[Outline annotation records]
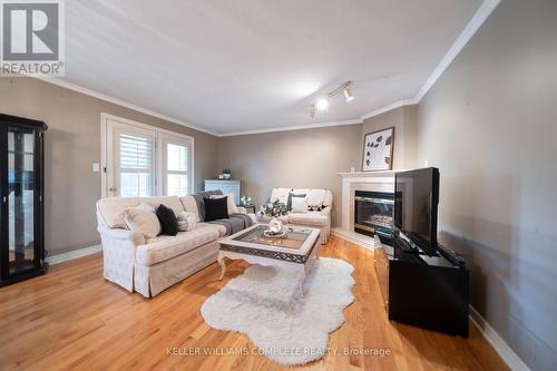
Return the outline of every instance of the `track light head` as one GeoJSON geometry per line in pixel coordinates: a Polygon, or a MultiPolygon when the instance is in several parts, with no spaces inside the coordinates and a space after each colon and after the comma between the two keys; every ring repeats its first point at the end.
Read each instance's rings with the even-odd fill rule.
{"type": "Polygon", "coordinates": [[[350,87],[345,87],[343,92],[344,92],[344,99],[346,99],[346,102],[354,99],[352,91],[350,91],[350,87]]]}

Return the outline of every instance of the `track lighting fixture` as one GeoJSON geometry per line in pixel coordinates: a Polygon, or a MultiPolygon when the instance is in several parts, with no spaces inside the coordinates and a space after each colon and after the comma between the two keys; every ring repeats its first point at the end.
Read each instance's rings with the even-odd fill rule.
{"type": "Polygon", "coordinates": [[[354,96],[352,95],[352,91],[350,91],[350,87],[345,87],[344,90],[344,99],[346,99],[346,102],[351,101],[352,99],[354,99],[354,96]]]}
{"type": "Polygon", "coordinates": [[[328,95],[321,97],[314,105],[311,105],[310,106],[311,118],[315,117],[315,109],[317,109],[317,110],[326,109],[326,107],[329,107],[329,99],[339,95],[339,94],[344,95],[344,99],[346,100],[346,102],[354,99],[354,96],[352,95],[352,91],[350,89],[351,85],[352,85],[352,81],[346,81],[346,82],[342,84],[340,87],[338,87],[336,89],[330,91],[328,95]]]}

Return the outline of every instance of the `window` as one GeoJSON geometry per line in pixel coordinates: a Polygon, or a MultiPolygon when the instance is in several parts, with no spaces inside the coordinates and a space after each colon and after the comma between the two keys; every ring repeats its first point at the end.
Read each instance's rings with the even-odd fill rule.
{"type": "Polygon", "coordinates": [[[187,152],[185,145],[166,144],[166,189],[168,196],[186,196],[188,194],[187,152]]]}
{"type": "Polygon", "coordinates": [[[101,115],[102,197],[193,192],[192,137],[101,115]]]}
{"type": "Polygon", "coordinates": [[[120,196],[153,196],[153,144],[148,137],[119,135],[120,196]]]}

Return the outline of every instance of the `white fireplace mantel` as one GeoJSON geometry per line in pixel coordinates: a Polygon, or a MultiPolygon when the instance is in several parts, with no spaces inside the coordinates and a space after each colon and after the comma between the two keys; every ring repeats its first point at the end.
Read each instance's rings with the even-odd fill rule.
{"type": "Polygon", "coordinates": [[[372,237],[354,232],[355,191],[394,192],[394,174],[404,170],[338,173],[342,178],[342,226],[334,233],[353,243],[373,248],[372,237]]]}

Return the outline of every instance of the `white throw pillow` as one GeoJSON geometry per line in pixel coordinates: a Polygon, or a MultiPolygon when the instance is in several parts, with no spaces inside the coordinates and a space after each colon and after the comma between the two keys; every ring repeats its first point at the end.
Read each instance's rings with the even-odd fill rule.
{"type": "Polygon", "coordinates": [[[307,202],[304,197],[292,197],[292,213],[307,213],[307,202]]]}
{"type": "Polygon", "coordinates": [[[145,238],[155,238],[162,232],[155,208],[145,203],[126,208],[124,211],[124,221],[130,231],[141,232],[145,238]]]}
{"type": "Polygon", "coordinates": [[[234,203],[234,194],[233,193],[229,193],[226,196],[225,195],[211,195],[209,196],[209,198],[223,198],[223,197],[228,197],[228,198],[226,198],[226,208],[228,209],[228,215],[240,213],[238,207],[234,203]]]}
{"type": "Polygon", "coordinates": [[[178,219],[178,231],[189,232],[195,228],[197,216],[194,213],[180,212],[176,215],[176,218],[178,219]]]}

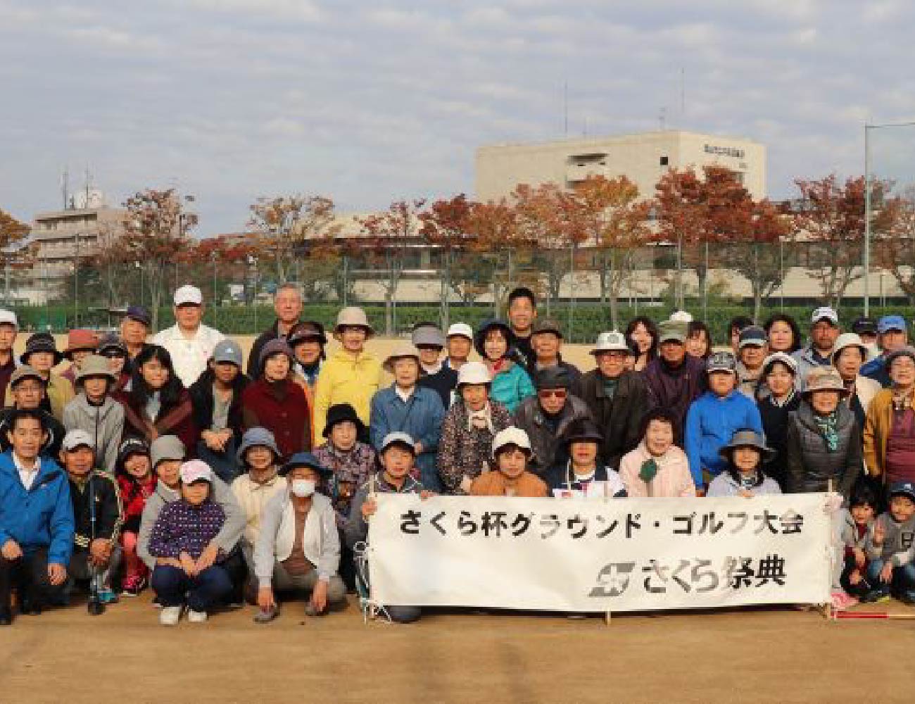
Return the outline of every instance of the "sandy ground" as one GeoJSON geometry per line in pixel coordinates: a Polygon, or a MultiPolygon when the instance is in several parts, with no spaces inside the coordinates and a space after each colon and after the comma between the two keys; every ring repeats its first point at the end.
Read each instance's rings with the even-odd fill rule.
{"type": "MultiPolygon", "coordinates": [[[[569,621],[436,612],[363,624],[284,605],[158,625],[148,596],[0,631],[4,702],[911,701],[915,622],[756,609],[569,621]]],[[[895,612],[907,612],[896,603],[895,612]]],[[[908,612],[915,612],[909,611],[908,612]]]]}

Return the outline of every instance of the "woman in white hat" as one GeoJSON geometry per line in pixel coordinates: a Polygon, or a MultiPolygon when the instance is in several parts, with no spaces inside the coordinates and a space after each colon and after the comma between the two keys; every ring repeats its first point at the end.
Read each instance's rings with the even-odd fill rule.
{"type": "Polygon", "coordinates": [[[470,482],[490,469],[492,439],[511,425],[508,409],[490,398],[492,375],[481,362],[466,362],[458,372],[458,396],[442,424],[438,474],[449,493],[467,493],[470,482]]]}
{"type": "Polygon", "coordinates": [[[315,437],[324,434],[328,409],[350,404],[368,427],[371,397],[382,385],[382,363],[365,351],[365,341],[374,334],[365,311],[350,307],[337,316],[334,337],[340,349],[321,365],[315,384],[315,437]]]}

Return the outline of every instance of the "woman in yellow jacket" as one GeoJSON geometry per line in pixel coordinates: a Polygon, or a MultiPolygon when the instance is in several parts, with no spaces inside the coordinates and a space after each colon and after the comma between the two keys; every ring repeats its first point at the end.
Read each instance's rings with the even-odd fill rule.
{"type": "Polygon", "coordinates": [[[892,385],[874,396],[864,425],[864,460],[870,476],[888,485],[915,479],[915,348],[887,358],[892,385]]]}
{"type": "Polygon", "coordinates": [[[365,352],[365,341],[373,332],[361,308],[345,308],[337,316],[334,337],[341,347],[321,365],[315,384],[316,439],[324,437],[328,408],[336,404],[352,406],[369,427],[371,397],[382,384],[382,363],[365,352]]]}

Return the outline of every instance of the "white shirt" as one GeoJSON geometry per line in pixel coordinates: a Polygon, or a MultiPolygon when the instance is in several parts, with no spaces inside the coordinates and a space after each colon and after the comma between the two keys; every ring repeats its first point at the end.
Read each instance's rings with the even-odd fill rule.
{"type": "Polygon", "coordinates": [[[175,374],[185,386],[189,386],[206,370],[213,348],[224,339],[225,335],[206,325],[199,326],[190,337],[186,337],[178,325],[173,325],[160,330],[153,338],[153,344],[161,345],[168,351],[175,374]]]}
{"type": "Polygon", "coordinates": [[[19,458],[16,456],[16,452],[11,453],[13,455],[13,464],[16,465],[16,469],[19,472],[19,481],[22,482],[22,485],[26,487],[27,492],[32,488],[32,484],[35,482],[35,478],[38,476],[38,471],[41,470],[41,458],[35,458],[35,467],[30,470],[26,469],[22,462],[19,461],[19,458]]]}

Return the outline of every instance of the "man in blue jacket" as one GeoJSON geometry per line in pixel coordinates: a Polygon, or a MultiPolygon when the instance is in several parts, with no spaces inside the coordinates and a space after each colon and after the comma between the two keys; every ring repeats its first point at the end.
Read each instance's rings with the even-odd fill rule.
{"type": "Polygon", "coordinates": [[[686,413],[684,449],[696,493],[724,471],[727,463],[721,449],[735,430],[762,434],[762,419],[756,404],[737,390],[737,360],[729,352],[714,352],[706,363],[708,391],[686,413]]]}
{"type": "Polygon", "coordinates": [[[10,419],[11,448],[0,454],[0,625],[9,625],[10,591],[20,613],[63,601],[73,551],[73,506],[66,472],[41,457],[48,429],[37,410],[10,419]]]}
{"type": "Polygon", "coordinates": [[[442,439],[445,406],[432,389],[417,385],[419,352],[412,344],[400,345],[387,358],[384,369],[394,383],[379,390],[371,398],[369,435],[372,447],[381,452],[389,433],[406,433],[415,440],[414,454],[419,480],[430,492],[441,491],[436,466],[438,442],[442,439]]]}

**Written problem:**
Retype the listing exactly. Pictures do not belong in the copy.

**Reply to the task:**
Return the outline of every instance of the `track light head` as one GeoJSON geometry per line in pixel coordinates: a Polygon, or a MultiPolygon when the instance is in several parts, with no spaces inside the coordinates and a space after each colon and after the comma between the two keys; every ring repeats its first point at the end.
Read each instance's rings with the even-odd fill rule.
{"type": "Polygon", "coordinates": [[[350,87],[345,87],[343,92],[344,92],[344,99],[346,99],[346,102],[354,99],[352,91],[350,91],[350,87]]]}

Return the outline of every instance of the `track lighting fixture` as one GeoJSON geometry per line in pixel coordinates: a Polygon, or a MultiPolygon when the instance is in several parts, with no spaces inside the coordinates and a space after each colon and after the comma between the two keys; every ring repeats its first point at the end.
Read each instance's rings with the even-odd fill rule.
{"type": "Polygon", "coordinates": [[[354,96],[352,95],[352,91],[350,91],[350,87],[345,87],[344,90],[344,99],[346,99],[346,102],[351,101],[352,99],[354,99],[354,96]]]}
{"type": "Polygon", "coordinates": [[[328,95],[321,97],[314,105],[311,105],[310,106],[311,118],[315,117],[315,109],[317,109],[317,110],[326,109],[326,107],[329,107],[329,99],[339,95],[339,94],[344,95],[344,99],[346,100],[346,102],[354,99],[354,96],[352,95],[352,91],[350,89],[351,85],[352,85],[352,81],[346,81],[346,82],[342,84],[340,87],[338,87],[336,89],[330,91],[328,95]]]}

Return the outline of every instance of the `window` as one GeoJSON geometry per line in pixel coordinates: a Polygon, or a MultiPolygon when the instance is in several parts, with no spaces inside the coordinates and a space after each colon and after the comma between the two keys; every ring repeats its first point at the end.
Read each instance's rings with the even-odd fill rule.
{"type": "Polygon", "coordinates": [[[187,152],[185,145],[166,144],[166,189],[168,196],[186,196],[188,194],[187,152]]]}
{"type": "Polygon", "coordinates": [[[101,115],[102,197],[193,192],[192,137],[101,115]]]}
{"type": "Polygon", "coordinates": [[[120,196],[153,196],[153,144],[148,137],[119,135],[120,196]]]}

Return the outline of every instance of the `white fireplace mantel` as one GeoJSON geometry per line in pixel coordinates: a Polygon, or a MultiPolygon when the instance is in several parts, with no spaces inside the coordinates and a space after each colon and after the comma between the two keys; every ring repeats its first point at the end.
Read each instance's rings with the even-odd fill rule.
{"type": "Polygon", "coordinates": [[[372,237],[354,232],[355,191],[394,192],[394,174],[404,170],[338,173],[342,178],[342,226],[334,233],[353,243],[373,248],[372,237]]]}

Return the outline of every instance of the `white throw pillow` as one GeoJSON geometry per line in pixel coordinates: a Polygon, or a MultiPolygon when the instance is in several parts, with no spaces inside the coordinates and a space after each colon and after the comma between the two keys; every ring repeats its first point at the end.
Read each instance's rings with the even-odd fill rule.
{"type": "Polygon", "coordinates": [[[307,202],[304,197],[292,197],[292,213],[307,213],[307,202]]]}
{"type": "Polygon", "coordinates": [[[145,238],[155,238],[162,232],[155,208],[145,203],[126,208],[124,211],[124,221],[130,231],[141,232],[145,238]]]}
{"type": "Polygon", "coordinates": [[[234,203],[234,194],[233,193],[229,193],[226,196],[225,195],[211,195],[209,196],[209,198],[223,198],[223,197],[228,197],[228,198],[226,198],[226,208],[228,209],[228,215],[240,213],[238,207],[234,203]]]}
{"type": "Polygon", "coordinates": [[[178,219],[178,231],[189,232],[195,228],[197,216],[194,213],[180,212],[176,215],[176,218],[178,219]]]}

Return the outline of every instance of the "sandy ground" as one GeoJSON geometry per line in pixel coordinates: a Polygon, or a MultiPolygon when the instance is in several parts, with no spaces inside the coordinates and a space after each colon and after the comma between the two keys; every ring repeats its first point at the end.
Read each instance's rings with the even-odd fill rule.
{"type": "MultiPolygon", "coordinates": [[[[569,621],[436,612],[363,624],[284,605],[158,625],[148,596],[0,631],[4,702],[911,701],[915,622],[756,609],[569,621]]],[[[895,612],[907,612],[896,603],[895,612]]],[[[908,612],[915,612],[909,611],[908,612]]]]}

Return the outline of every instance of the "woman in white hat" as one GeoJSON geometry per line in pixel coordinates: a Polygon, or a MultiPolygon when the instance is in several parts, with no spaces inside the coordinates and a space after each colon and after the comma between the two keys; every ring repeats its first point at the end.
Read each instance's rings with the even-odd fill rule.
{"type": "Polygon", "coordinates": [[[470,482],[490,469],[492,439],[511,425],[508,409],[490,398],[492,375],[481,362],[466,362],[458,372],[458,396],[442,424],[438,474],[449,493],[467,493],[470,482]]]}
{"type": "Polygon", "coordinates": [[[315,437],[324,434],[328,409],[350,404],[368,427],[371,397],[382,385],[382,363],[365,351],[365,341],[374,334],[365,311],[350,307],[337,316],[334,337],[340,349],[321,365],[315,384],[315,437]]]}

Return the outline of every instance of the "woman in yellow jacket" as one GeoJSON geometry per line in pixel coordinates: a Polygon, or a MultiPolygon when the instance is in several parts, with no spaces inside the coordinates and a space after each colon and after the comma between the two keys; every ring repeats its first point at the end.
Read each instance's rings with the even-odd fill rule.
{"type": "Polygon", "coordinates": [[[892,385],[874,396],[864,425],[864,460],[870,476],[888,485],[915,479],[915,348],[887,358],[892,385]]]}
{"type": "Polygon", "coordinates": [[[365,352],[365,341],[373,332],[361,308],[345,308],[337,316],[334,337],[341,347],[321,365],[315,384],[316,439],[324,437],[328,408],[336,404],[352,406],[369,427],[371,397],[382,384],[382,363],[365,352]]]}

Return the outline of every instance of the "white shirt" as one GeoJSON geometry per line in pixel coordinates: a Polygon, or a MultiPolygon when the instance is in several parts, with no spaces inside the coordinates and a space after each colon and after the comma between the two keys; every ring repeats its first point at the end.
Read each instance's rings with the even-odd fill rule.
{"type": "Polygon", "coordinates": [[[175,374],[185,386],[189,386],[206,370],[213,348],[224,339],[225,335],[206,325],[199,326],[190,337],[186,337],[178,325],[173,325],[160,330],[153,338],[153,344],[161,345],[168,351],[175,374]]]}
{"type": "Polygon", "coordinates": [[[19,458],[16,456],[16,452],[11,453],[13,455],[13,464],[16,465],[16,469],[19,472],[19,481],[22,482],[22,485],[26,487],[27,492],[32,488],[32,484],[35,482],[35,478],[38,476],[38,471],[41,470],[41,458],[35,458],[35,467],[30,470],[26,469],[22,462],[19,461],[19,458]]]}

Return the outline of every instance of the "man in blue jacket" as one GeoJSON geometry per line in pixel coordinates: a Polygon, or a MultiPolygon when the instance is in several parts, with no spaces inside the coordinates and a space after each colon and after the comma between the two keys; every ring repeats its first point at the end.
Read each instance's rings with the even-odd fill rule.
{"type": "Polygon", "coordinates": [[[686,413],[684,449],[696,493],[724,471],[727,463],[721,449],[735,430],[762,434],[762,419],[756,404],[737,390],[737,360],[729,352],[714,352],[706,363],[708,391],[686,413]]]}
{"type": "Polygon", "coordinates": [[[10,419],[11,448],[0,454],[0,625],[9,625],[10,591],[20,613],[63,601],[73,551],[73,506],[66,472],[41,457],[48,429],[37,410],[10,419]]]}
{"type": "Polygon", "coordinates": [[[442,439],[445,406],[432,389],[417,385],[419,352],[412,344],[400,345],[387,358],[384,369],[394,383],[379,390],[371,398],[369,435],[372,447],[381,452],[389,433],[406,433],[415,440],[414,454],[419,480],[430,492],[441,491],[436,466],[438,442],[442,439]]]}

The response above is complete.